══ Provided material

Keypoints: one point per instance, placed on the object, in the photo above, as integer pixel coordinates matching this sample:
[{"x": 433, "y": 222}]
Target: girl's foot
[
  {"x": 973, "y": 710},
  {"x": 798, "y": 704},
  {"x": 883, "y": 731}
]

════

Rescale the rows above by writing out every line again, requests included, with each pixel coordinate in the answers multiplied by 1.55 and rounded to a whole number, halves rounding up.

Keypoints: one point per instance, placed on the object, in the photo above, as integer pixel coordinates matching this sample:
[{"x": 433, "y": 222}]
Target: girl's foot
[
  {"x": 1508, "y": 1101},
  {"x": 1237, "y": 1091},
  {"x": 1369, "y": 1133}
]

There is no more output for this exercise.